──────── Records for this exercise

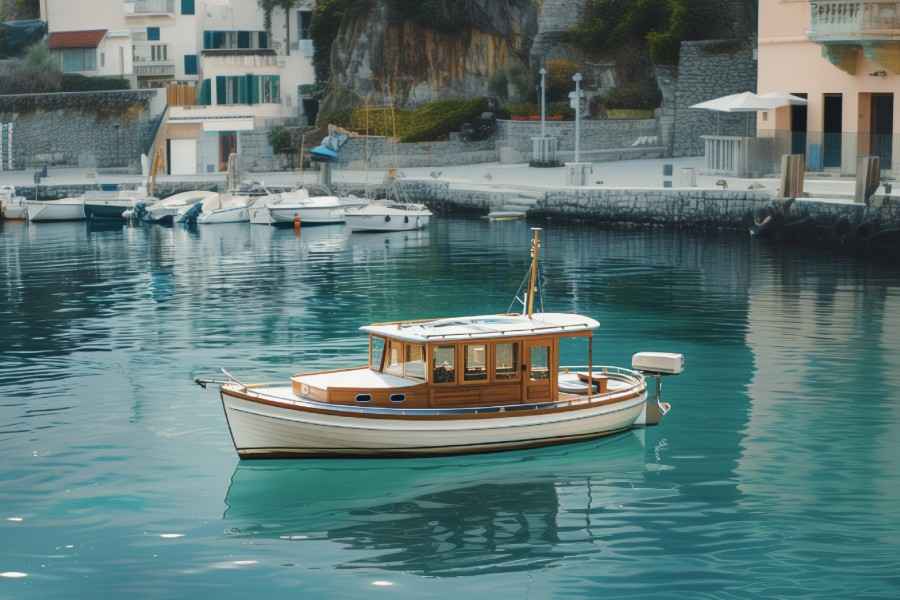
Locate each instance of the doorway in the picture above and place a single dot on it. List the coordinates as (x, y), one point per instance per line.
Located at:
(832, 130)
(799, 115)
(227, 147)
(882, 128)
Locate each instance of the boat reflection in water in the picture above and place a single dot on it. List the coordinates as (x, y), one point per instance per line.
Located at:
(470, 514)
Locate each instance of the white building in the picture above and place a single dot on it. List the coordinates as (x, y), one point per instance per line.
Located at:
(247, 78)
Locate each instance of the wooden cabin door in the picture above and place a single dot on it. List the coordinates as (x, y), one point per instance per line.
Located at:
(538, 371)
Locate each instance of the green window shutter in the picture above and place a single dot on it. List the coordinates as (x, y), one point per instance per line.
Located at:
(206, 93)
(243, 91)
(221, 82)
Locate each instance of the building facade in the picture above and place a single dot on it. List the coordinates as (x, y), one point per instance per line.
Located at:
(843, 56)
(244, 77)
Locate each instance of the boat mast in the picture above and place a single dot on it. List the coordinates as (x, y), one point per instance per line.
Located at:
(533, 275)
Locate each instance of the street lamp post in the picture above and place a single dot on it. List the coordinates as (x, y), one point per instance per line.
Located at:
(543, 73)
(577, 102)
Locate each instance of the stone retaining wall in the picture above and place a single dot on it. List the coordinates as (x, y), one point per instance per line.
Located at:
(83, 129)
(384, 153)
(707, 70)
(597, 136)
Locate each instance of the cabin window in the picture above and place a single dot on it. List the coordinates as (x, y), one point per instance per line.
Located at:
(476, 362)
(376, 354)
(394, 364)
(415, 362)
(506, 361)
(540, 363)
(443, 364)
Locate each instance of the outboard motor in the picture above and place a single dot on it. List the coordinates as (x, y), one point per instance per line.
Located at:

────────────────

**Task item:** From the data above, copy out every line with the string "building" in it.

**Exercise result:**
Locate each instance of the white building in the picture above and place a single dot on it. List the coordinates as (x, y), one point per instance per line.
Locate each instance of the building facade in the picture above and place a single dot on it. List the coordinates as (x, y), one point per instance per line.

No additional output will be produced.